Quote word for word the lines starting at the line with "Outline every instance of the blue sky." and ending at the final line of the entries. Leave out any pictures.

— start of STORED ROWS —

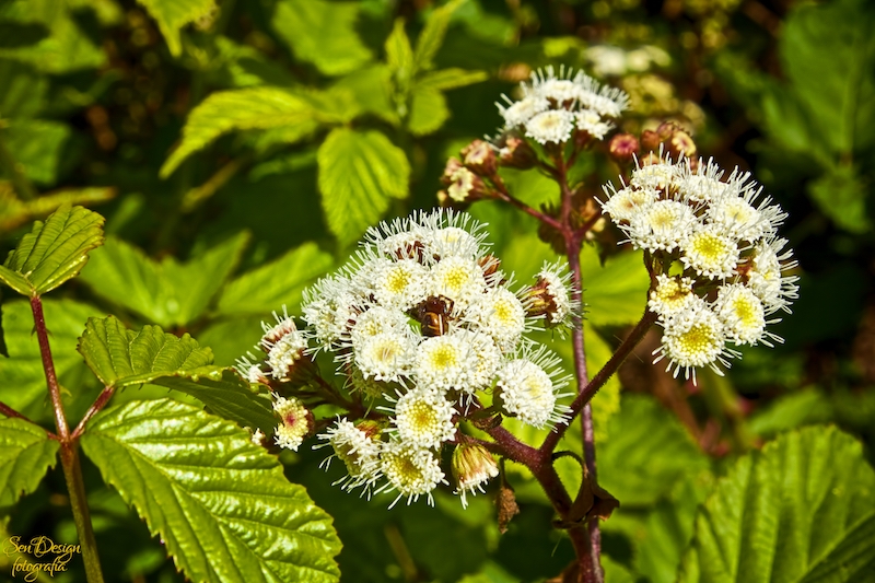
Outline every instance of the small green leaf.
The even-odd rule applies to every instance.
[[[235,371],[208,366],[212,351],[187,334],[179,338],[158,326],[135,331],[113,316],[89,318],[79,352],[106,386],[161,385],[191,395],[242,427],[276,424],[269,401]]]
[[[161,326],[186,325],[207,310],[240,261],[248,238],[240,233],[179,264],[173,257],[158,263],[110,237],[94,254],[82,280],[97,294]]]
[[[864,581],[875,567],[875,471],[832,427],[740,458],[696,518],[677,581]]]
[[[0,268],[0,281],[23,295],[54,290],[75,277],[88,253],[103,244],[103,217],[85,208],[59,208],[22,237]]]
[[[433,89],[413,88],[407,128],[413,136],[427,136],[441,129],[450,119],[450,108],[443,93]]]
[[[417,71],[428,71],[434,67],[434,56],[438,49],[444,44],[446,27],[450,25],[450,18],[453,12],[462,5],[465,0],[452,0],[439,9],[435,9],[425,21],[425,27],[417,38],[417,48],[413,53]]]
[[[131,401],[95,416],[82,447],[188,579],[339,580],[330,516],[233,423],[171,399]]]
[[[22,419],[0,419],[0,515],[22,494],[36,490],[55,466],[60,444]]]
[[[625,395],[608,434],[598,448],[598,481],[623,508],[653,504],[682,477],[710,468],[687,430],[652,397]]]
[[[179,28],[218,10],[213,0],[138,0],[158,22],[171,55],[183,54]]]
[[[271,24],[294,51],[319,71],[338,75],[354,71],[372,54],[355,33],[359,5],[325,0],[280,0]]]
[[[291,143],[310,136],[318,126],[313,102],[292,91],[270,86],[219,91],[191,110],[182,143],[159,174],[166,178],[185,159],[229,131],[282,129],[283,141]]]
[[[88,409],[100,390],[75,351],[82,323],[100,315],[100,311],[71,300],[45,299],[43,314],[58,381],[62,387],[75,388],[74,392],[61,392],[67,415],[74,419]],[[21,300],[5,302],[2,316],[3,341],[9,357],[0,354],[0,400],[36,422],[52,422],[31,304]]]
[[[283,304],[291,310],[301,301],[303,288],[332,264],[331,256],[315,243],[305,243],[229,283],[219,299],[219,313],[267,314]]]
[[[593,247],[581,254],[586,319],[594,326],[635,324],[648,305],[650,279],[641,252],[621,253],[602,267]]]
[[[465,69],[441,69],[417,79],[418,89],[450,90],[472,85],[486,81],[489,75],[485,71],[466,71]]]
[[[337,128],[319,148],[319,190],[328,226],[347,245],[405,198],[410,164],[383,133]]]

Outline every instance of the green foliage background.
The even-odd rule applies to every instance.
[[[303,288],[369,224],[433,207],[446,158],[495,131],[500,94],[560,63],[630,93],[625,129],[676,119],[703,155],[751,170],[789,211],[783,234],[801,264],[782,346],[745,350],[727,377],[702,374],[692,389],[650,366],[649,339],[594,400],[600,483],[622,504],[604,524],[608,582],[875,581],[875,485],[860,463],[875,458],[875,7],[864,0],[0,0],[0,257],[63,202],[106,218],[105,245],[46,301],[68,415],[78,420],[101,389],[82,357],[100,360],[102,345],[77,352],[86,322],[92,340],[113,326],[188,333],[214,365],[232,364],[272,310],[298,312]],[[597,184],[616,174],[581,168]],[[557,196],[537,175],[508,183],[532,205]],[[471,212],[521,278],[552,257],[527,217],[493,202]],[[591,368],[643,308],[640,258],[614,252],[584,252]],[[0,293],[0,395],[50,427],[30,308]],[[200,415],[168,396],[237,410],[178,375],[133,369],[101,375],[126,388],[83,443],[94,459],[135,447],[124,428],[149,410]],[[221,374],[212,382],[235,390]],[[203,423],[220,445],[244,447]],[[806,427],[826,423],[838,429]],[[579,442],[570,431],[562,447]],[[0,443],[30,452],[14,455],[33,467],[51,457],[48,445]],[[540,581],[572,558],[537,486],[513,467],[522,513],[499,535],[488,497],[462,511],[439,492],[436,509],[387,512],[382,498],[331,488],[339,473],[320,470],[322,457],[281,460],[334,517],[342,581]],[[145,492],[85,467],[107,580],[182,579],[125,505],[164,487],[153,462]],[[827,486],[847,495],[818,494]],[[14,510],[0,498],[7,533],[75,540],[59,467],[14,487],[35,491]],[[714,532],[714,516],[737,520]],[[745,539],[772,523],[768,541]]]

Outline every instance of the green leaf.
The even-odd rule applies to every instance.
[[[218,10],[213,0],[138,0],[158,22],[171,55],[183,54],[179,28]]]
[[[466,71],[465,69],[441,69],[417,79],[418,89],[448,90],[472,85],[486,81],[489,75],[485,71]]]
[[[598,481],[626,506],[653,504],[685,476],[709,470],[677,418],[652,397],[623,395],[598,448]]]
[[[293,310],[301,301],[304,287],[332,265],[329,254],[315,243],[305,243],[229,283],[219,299],[219,313],[267,314],[283,304]]]
[[[103,217],[85,208],[59,208],[22,237],[0,267],[0,281],[23,295],[54,290],[75,277],[88,253],[103,244]]]
[[[820,211],[838,226],[851,233],[863,234],[872,228],[866,217],[866,198],[870,189],[854,168],[839,166],[808,183],[808,195]]]
[[[60,444],[22,419],[0,419],[0,515],[22,494],[36,490],[55,466]]]
[[[375,223],[390,198],[407,196],[407,156],[378,131],[337,128],[323,142],[317,160],[322,206],[343,245]]]
[[[581,254],[586,319],[594,326],[635,324],[648,305],[650,280],[640,252],[621,253],[602,267],[594,247]]]
[[[832,427],[740,458],[700,509],[679,582],[864,581],[875,567],[875,471]],[[864,575],[865,576],[865,575]]]
[[[82,447],[188,579],[339,580],[330,516],[238,427],[171,399],[131,401],[95,416]]]
[[[91,305],[71,300],[43,300],[55,372],[62,389],[63,404],[70,419],[83,413],[100,392],[100,386],[75,351],[82,324],[100,315]],[[34,335],[34,316],[27,301],[3,303],[3,341],[9,357],[0,354],[0,400],[36,422],[52,422],[48,403],[46,374]]]
[[[413,136],[427,136],[441,129],[450,119],[450,108],[443,93],[417,85],[410,100],[410,116],[407,128]]]
[[[82,280],[97,294],[161,326],[186,325],[207,310],[237,265],[248,238],[240,233],[179,264],[173,257],[158,263],[137,247],[110,237],[94,254]]]
[[[271,25],[295,57],[325,74],[349,73],[371,60],[355,33],[359,5],[325,0],[280,0]]]
[[[320,116],[313,101],[292,91],[258,86],[219,91],[191,110],[183,128],[183,141],[159,172],[170,176],[189,155],[219,136],[233,130],[281,129],[284,142],[292,143],[313,133]]]
[[[427,71],[434,67],[434,56],[438,49],[444,44],[446,27],[450,25],[450,18],[453,12],[462,5],[465,0],[452,0],[439,9],[435,9],[425,21],[417,38],[417,48],[413,53],[413,60],[417,71]]]

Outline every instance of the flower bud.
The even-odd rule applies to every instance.
[[[495,151],[492,144],[483,140],[474,140],[463,148],[462,160],[471,172],[481,176],[495,174]]]
[[[463,443],[453,451],[452,470],[456,493],[462,497],[462,505],[467,508],[467,493],[483,492],[483,485],[499,475],[499,465],[482,445]]]

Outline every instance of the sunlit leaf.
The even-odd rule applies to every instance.
[[[349,244],[407,196],[410,164],[404,151],[378,131],[338,128],[317,154],[319,190],[328,226]]]
[[[171,399],[131,401],[96,416],[82,447],[190,580],[339,580],[331,518],[237,425]]]
[[[805,428],[720,480],[678,581],[865,581],[874,533],[875,471],[861,444],[836,428]]]
[[[75,277],[89,252],[103,244],[104,218],[82,207],[63,206],[36,222],[0,267],[3,281],[23,295],[40,295]]]

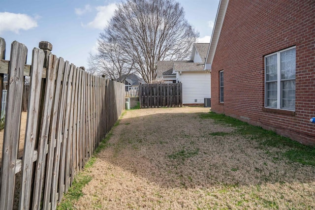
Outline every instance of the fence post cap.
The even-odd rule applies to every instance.
[[[53,45],[50,42],[46,41],[42,41],[39,42],[38,47],[44,50],[47,50],[51,51],[53,50]]]

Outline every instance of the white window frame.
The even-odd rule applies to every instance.
[[[296,80],[296,77],[294,77],[294,80],[290,79],[282,80],[281,80],[281,70],[280,68],[280,65],[281,65],[280,54],[283,52],[286,51],[287,50],[291,50],[292,49],[295,49],[295,48],[296,48],[296,46],[289,47],[288,48],[286,48],[285,49],[284,49],[278,52],[276,52],[275,53],[271,53],[270,54],[268,54],[264,56],[264,68],[265,68],[264,69],[264,71],[265,71],[265,108],[268,108],[268,109],[280,109],[283,110],[288,110],[288,111],[295,111],[295,107],[294,109],[284,109],[284,108],[281,108],[281,99],[282,99],[282,92],[281,91],[281,81],[285,81],[285,80],[294,80],[295,81]],[[273,56],[274,55],[277,55],[277,81],[276,81],[277,85],[277,108],[272,107],[270,106],[267,106],[267,83],[268,82],[272,82],[272,81],[267,81],[267,80],[266,80],[267,71],[266,71],[266,58],[269,56]],[[296,60],[295,60],[295,65],[296,65]]]
[[[221,73],[222,73],[222,76],[223,76],[223,85],[221,86]],[[223,70],[222,71],[220,71],[219,72],[219,86],[220,86],[220,89],[219,89],[219,91],[220,91],[220,103],[224,103],[224,72]],[[221,88],[223,88],[223,91],[222,91],[223,92],[223,100],[221,100],[221,98],[222,98],[221,97]]]

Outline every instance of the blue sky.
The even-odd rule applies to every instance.
[[[200,33],[199,42],[210,42],[219,0],[177,0],[188,22]],[[115,0],[0,0],[0,37],[6,43],[6,59],[14,40],[26,45],[27,63],[41,41],[53,44],[53,54],[87,67],[98,34],[114,11]]]

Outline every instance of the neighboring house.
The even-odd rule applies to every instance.
[[[221,0],[205,69],[212,111],[315,145],[314,0]]]
[[[119,79],[117,81],[121,81]],[[134,74],[129,74],[125,79],[125,90],[139,90],[139,85],[143,83],[143,80]]]
[[[158,78],[182,83],[184,104],[203,104],[205,98],[211,97],[210,73],[204,70],[209,45],[194,44],[190,60],[158,62]]]
[[[157,63],[157,79],[163,83],[176,83],[176,73],[173,72],[174,62],[192,62],[192,60],[162,60]]]

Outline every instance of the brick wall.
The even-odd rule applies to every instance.
[[[296,46],[295,111],[264,108],[264,56]],[[224,102],[219,102],[224,70]],[[212,109],[315,145],[315,1],[230,0],[212,66]]]

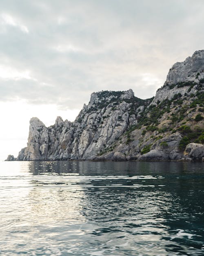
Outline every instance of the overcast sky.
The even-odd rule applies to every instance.
[[[204,48],[203,0],[0,0],[0,159],[29,120],[73,120],[91,93],[145,99],[171,66]]]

— end of STORED ROWS —

### OUTPUT OF THE EXERCISE
Outline every instance of the blue sky.
The even-odd rule applies to every instance.
[[[200,33],[199,42],[210,42],[219,0],[177,0],[188,22]],[[115,0],[0,0],[0,37],[6,43],[6,59],[14,40],[26,45],[27,63],[41,41],[53,44],[53,54],[87,67],[98,34],[114,11]]]

Outline every instance of the neighboring house.
The even-odd rule applies to every instance.
[[[221,0],[205,69],[212,111],[315,145],[314,0]]]
[[[119,79],[117,81],[121,81]],[[134,74],[129,74],[125,79],[125,90],[139,90],[139,85],[143,83],[143,80]]]
[[[158,78],[182,83],[184,104],[203,104],[205,98],[211,97],[210,73],[204,70],[209,45],[194,44],[190,60],[158,62]]]
[[[157,63],[157,79],[163,83],[176,83],[176,73],[173,72],[174,62],[192,62],[192,60],[162,60]]]

Outline every instance of the brick wall.
The even-odd rule applies to every instance.
[[[296,46],[295,111],[264,108],[264,56]],[[224,102],[219,102],[224,70]],[[212,109],[315,145],[315,1],[230,0],[212,66]]]

Outline every instance of the overcast sky.
The even-odd rule applies to every instance.
[[[204,48],[203,0],[0,0],[0,159],[29,120],[73,120],[91,93],[145,99],[171,66]]]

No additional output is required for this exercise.